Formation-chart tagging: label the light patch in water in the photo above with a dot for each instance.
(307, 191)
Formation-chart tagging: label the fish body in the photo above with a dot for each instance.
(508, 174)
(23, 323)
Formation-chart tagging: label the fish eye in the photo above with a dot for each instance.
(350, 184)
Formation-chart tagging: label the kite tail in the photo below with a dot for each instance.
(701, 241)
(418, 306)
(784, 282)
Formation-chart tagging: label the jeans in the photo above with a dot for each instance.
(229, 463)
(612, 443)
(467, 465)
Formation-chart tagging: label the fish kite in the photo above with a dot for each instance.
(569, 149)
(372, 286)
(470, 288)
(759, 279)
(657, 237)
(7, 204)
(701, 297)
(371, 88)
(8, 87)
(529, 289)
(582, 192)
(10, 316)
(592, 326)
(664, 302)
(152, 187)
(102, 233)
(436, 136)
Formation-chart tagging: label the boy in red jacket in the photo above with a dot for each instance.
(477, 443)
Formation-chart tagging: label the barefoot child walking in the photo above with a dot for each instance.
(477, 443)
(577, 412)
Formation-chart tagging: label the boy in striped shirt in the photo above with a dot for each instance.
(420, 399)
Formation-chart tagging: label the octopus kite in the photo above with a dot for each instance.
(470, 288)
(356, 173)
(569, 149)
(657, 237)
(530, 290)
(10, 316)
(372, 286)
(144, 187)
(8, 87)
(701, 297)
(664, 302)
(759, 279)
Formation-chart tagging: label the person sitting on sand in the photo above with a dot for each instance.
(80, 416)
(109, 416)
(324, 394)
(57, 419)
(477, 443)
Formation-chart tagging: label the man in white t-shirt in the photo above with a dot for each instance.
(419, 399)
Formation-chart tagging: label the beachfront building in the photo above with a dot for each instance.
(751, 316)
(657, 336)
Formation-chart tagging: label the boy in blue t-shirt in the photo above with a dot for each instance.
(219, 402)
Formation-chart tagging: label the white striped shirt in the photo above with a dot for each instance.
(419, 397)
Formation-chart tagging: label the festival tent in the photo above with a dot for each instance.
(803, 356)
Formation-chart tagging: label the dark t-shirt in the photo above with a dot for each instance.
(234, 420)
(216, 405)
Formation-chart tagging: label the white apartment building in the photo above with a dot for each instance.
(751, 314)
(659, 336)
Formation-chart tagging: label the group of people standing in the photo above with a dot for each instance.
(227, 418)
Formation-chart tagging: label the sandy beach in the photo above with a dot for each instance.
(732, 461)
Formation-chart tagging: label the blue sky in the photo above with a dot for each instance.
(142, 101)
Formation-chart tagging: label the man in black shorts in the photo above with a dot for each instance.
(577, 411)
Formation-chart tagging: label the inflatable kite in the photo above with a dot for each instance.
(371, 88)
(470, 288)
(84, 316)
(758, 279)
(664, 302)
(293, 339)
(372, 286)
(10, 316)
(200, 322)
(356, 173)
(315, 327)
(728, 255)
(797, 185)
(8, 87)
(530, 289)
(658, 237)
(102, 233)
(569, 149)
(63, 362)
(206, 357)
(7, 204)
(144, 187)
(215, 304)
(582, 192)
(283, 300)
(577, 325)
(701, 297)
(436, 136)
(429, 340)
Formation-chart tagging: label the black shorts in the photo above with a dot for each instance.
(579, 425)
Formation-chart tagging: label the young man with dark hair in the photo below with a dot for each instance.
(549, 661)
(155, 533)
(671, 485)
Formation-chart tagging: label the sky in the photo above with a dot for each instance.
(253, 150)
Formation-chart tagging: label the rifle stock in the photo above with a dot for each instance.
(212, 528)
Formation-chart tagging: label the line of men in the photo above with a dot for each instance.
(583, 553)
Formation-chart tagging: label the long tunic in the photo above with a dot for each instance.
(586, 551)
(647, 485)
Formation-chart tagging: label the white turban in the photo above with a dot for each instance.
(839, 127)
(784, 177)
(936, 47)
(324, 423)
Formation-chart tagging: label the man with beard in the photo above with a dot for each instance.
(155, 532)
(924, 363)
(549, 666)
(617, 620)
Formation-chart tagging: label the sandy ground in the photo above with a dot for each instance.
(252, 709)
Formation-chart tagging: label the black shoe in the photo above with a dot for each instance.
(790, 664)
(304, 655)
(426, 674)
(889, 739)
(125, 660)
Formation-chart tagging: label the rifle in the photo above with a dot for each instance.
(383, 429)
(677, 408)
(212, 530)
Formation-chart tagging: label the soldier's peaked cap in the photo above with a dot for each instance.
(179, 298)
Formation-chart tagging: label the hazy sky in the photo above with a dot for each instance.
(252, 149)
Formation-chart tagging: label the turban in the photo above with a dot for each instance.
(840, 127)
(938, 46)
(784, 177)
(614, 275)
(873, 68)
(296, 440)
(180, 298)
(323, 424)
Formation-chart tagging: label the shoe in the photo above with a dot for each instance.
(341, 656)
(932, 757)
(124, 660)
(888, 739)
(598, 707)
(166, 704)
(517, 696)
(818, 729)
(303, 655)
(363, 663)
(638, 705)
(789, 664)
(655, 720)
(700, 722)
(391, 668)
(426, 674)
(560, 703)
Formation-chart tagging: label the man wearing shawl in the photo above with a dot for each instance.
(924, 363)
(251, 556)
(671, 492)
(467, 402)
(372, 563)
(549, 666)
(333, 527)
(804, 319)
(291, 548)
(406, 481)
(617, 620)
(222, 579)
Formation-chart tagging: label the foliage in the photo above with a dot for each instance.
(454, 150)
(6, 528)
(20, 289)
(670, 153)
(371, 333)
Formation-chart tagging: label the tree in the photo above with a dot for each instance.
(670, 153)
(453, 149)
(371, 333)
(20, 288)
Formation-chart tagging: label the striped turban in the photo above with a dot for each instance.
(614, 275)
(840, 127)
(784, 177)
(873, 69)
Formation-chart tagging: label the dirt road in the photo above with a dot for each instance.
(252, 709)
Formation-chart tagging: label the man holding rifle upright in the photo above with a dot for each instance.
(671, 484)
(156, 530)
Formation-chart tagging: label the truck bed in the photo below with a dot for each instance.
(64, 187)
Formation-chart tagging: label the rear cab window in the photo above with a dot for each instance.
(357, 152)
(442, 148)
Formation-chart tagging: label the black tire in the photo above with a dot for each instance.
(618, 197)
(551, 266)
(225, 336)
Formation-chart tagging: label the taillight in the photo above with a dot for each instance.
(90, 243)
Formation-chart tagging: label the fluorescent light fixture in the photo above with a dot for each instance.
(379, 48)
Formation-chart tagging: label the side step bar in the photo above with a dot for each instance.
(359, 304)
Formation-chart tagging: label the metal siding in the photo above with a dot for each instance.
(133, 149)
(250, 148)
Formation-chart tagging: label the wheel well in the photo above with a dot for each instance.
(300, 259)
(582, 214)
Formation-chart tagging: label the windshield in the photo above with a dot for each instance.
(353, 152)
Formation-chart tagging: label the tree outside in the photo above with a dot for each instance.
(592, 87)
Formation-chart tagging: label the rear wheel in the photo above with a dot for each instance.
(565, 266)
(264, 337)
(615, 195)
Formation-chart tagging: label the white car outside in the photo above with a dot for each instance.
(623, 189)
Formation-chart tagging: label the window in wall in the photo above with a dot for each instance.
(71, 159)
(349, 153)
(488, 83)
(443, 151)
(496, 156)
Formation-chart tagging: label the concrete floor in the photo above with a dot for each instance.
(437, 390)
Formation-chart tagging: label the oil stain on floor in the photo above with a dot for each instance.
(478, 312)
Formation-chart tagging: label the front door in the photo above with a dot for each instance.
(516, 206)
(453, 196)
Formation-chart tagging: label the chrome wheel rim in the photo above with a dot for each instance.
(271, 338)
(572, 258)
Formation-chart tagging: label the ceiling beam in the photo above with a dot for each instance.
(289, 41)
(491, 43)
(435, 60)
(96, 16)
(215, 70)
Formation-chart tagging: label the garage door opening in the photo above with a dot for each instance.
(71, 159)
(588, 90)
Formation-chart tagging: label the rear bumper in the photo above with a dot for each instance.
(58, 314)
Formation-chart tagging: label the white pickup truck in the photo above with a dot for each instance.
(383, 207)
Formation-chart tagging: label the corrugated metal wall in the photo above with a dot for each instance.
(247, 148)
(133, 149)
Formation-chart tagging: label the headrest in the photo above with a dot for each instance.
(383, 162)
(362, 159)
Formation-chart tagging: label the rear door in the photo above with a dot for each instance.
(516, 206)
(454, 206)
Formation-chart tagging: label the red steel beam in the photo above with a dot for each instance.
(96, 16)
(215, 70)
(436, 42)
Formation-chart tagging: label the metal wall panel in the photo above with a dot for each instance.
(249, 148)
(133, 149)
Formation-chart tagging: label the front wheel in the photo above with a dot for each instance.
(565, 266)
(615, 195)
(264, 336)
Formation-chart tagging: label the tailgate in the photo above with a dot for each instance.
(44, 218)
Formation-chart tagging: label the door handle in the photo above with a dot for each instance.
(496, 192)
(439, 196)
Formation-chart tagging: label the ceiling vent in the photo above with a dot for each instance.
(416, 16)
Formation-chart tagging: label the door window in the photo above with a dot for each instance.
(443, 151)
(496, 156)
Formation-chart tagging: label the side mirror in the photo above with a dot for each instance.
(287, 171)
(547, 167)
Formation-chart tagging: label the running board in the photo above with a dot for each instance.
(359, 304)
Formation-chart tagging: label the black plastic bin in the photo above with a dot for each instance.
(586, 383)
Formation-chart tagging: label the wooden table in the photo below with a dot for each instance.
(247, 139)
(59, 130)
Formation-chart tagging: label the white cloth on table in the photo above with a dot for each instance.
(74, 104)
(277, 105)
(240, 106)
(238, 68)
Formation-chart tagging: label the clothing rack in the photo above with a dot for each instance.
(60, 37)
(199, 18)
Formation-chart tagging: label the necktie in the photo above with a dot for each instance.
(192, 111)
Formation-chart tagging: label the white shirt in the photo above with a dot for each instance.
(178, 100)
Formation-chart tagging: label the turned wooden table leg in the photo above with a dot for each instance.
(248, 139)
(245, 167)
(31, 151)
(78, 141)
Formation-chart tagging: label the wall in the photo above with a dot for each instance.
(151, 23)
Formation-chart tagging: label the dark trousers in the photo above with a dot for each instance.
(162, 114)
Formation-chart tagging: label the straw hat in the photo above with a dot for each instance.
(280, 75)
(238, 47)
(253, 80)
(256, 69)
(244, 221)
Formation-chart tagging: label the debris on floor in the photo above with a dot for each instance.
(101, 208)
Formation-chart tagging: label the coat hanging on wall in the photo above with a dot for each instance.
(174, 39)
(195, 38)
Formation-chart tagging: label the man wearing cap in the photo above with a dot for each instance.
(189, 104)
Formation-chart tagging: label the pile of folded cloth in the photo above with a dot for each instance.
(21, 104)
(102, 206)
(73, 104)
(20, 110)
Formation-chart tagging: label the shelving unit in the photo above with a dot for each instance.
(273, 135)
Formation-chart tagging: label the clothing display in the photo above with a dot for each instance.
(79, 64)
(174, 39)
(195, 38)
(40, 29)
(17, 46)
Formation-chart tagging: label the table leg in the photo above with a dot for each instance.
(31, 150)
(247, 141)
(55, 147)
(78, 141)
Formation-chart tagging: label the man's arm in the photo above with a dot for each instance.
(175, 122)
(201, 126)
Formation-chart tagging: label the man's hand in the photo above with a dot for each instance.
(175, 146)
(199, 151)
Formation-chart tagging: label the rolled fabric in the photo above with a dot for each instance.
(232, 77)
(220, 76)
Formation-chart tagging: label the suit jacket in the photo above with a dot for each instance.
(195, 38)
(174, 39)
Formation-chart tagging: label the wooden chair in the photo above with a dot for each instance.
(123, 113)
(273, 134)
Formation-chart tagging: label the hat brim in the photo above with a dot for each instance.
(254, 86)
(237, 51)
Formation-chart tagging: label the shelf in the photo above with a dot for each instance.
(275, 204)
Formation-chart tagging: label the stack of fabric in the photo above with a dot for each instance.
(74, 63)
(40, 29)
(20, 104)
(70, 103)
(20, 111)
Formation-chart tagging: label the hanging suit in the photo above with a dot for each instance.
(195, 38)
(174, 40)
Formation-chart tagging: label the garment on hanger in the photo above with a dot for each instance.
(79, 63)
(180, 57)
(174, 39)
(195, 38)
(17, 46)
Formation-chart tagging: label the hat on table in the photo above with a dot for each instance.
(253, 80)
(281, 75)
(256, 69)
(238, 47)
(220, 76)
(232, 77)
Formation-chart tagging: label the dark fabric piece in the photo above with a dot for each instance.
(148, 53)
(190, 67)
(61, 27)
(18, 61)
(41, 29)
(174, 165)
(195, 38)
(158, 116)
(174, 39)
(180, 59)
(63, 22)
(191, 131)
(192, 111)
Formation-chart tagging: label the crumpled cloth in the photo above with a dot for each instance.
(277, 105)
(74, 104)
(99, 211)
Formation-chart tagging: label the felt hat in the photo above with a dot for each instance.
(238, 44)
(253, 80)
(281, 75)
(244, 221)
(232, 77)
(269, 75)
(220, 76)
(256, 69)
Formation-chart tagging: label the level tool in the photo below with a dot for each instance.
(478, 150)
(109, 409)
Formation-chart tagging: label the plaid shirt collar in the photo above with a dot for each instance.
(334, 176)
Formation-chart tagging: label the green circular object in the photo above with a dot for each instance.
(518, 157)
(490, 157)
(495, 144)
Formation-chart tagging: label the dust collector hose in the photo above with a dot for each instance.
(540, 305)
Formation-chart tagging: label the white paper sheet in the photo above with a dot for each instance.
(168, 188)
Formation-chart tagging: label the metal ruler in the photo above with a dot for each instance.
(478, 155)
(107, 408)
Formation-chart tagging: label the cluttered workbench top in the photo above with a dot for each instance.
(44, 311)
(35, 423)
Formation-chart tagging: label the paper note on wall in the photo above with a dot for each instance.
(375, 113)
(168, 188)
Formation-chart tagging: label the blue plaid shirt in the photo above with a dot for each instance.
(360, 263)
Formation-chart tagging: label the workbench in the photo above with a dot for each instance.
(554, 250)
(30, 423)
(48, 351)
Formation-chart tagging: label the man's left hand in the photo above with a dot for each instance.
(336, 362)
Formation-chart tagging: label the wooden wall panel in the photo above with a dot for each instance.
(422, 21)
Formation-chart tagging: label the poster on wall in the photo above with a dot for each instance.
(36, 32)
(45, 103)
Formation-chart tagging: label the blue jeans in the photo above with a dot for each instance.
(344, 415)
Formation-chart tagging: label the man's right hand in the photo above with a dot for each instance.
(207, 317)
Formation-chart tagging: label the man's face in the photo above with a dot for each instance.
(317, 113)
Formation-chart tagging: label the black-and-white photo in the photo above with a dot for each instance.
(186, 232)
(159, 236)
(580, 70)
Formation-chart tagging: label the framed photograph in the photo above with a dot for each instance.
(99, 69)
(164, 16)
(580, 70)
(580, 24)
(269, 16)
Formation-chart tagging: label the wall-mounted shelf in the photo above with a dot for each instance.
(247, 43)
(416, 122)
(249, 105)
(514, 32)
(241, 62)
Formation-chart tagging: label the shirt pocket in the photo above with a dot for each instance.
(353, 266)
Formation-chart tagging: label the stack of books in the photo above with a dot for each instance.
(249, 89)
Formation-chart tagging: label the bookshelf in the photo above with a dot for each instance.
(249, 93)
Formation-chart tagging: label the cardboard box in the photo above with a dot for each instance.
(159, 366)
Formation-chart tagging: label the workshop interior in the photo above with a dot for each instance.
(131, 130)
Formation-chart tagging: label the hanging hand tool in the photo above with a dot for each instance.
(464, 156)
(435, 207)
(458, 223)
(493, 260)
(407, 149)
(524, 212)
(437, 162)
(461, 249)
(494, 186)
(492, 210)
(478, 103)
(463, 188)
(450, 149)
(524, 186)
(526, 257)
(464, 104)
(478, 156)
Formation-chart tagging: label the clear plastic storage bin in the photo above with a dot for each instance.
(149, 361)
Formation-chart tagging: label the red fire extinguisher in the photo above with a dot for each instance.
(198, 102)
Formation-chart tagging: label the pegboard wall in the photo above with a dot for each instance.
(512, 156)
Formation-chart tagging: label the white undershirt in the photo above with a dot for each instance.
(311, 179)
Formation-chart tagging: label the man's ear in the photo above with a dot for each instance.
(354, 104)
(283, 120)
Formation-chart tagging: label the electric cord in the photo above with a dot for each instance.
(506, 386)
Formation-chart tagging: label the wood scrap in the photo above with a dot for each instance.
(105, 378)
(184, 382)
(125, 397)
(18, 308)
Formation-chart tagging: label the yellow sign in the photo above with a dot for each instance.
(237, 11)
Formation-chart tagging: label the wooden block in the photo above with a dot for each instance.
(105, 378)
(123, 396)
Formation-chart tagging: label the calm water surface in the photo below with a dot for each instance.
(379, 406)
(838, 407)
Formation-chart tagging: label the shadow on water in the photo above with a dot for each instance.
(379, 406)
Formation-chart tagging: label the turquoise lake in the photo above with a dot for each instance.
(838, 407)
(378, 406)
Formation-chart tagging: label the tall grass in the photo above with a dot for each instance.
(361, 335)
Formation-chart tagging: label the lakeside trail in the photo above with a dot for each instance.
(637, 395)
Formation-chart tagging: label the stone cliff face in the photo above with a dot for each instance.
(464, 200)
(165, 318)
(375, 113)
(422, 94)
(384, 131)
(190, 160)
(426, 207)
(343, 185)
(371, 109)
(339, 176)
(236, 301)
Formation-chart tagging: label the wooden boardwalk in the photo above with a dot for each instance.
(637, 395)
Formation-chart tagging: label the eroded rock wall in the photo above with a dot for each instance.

____________

- How to complete this task -
Output only the lines from the one that contains "Formation-chart tagging: label the calm" through the last line of the data above, each restated exactly.

- Result of the task -
Formation-chart tagging: label the calm water surface in the photo below with a dot for each instance.
(379, 406)
(838, 407)
Formation-chart tagging: label the shadow on water in the photo above with a dot for each instance.
(379, 406)
Formation-chart tagging: label the turquoise lake in the photo above with a dot for each instance.
(838, 407)
(378, 406)
Formation-chart tagging: label the tall grass in the photo above with a dot for each instance.
(361, 335)
Formation-chart tagging: label the lakeside trail in the photo above with a dot for each instance.
(637, 395)
Formation-chart tagging: label the stone cliff face in the photo above with a dot for each instance.
(464, 200)
(165, 318)
(375, 113)
(422, 94)
(384, 131)
(190, 160)
(426, 207)
(343, 185)
(371, 109)
(339, 176)
(236, 301)
Formation-chart tagging: label the wooden boardwalk in the photo above with a dot for each instance.
(637, 395)
Formation-chart tagging: label the eroded rock wall in the photo above with a dot for each instance.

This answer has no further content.